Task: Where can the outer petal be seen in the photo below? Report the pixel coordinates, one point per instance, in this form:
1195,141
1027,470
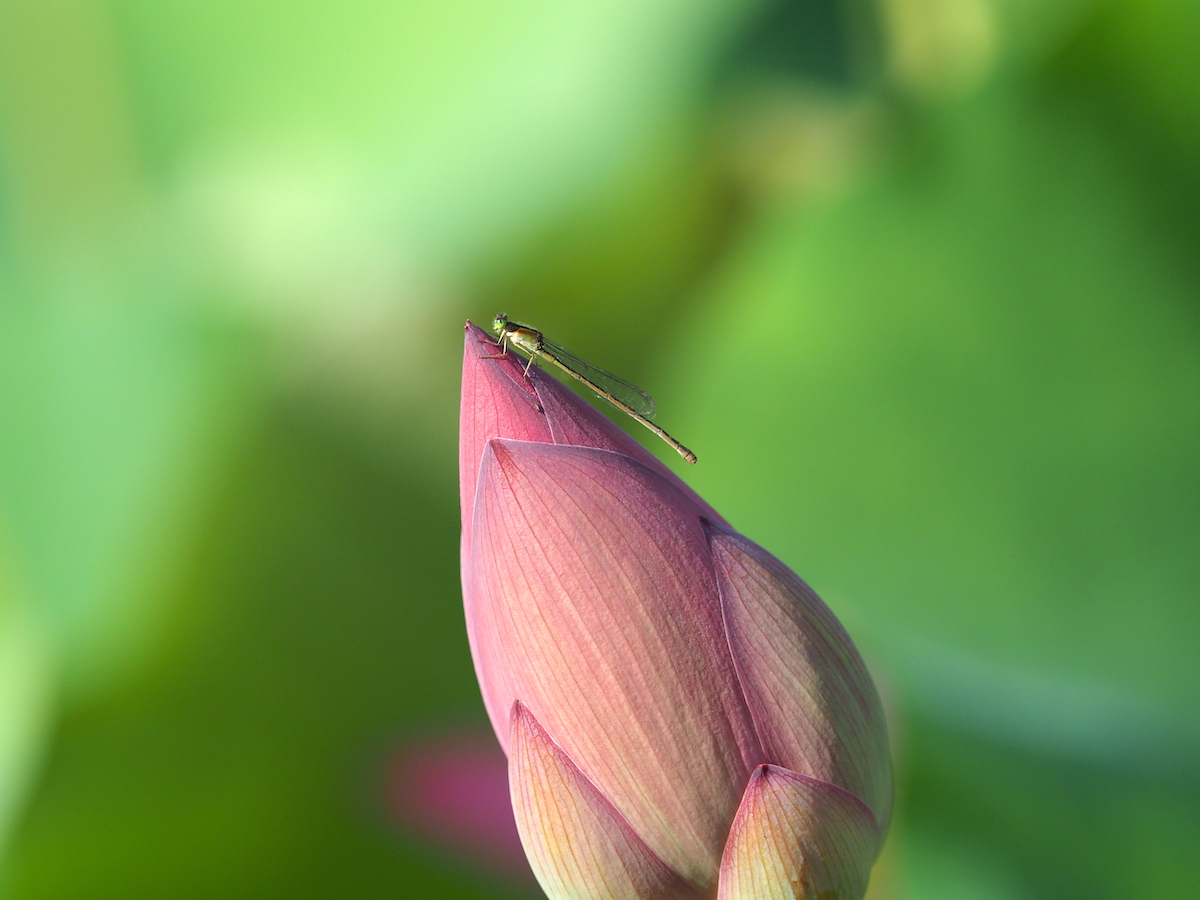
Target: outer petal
497,401
501,399
811,699
598,609
579,845
798,839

__Exercise requirements__
From the first line to the last, reproduce the records above exactly and skip the pictures.

__Answer for this exercise__
Task: Where can the outer petal be seen in the photo below? Report the pixel coordinates, one point per instance, in this form:
1195,141
1027,470
Target: outer petal
497,401
501,399
811,699
598,609
579,845
798,839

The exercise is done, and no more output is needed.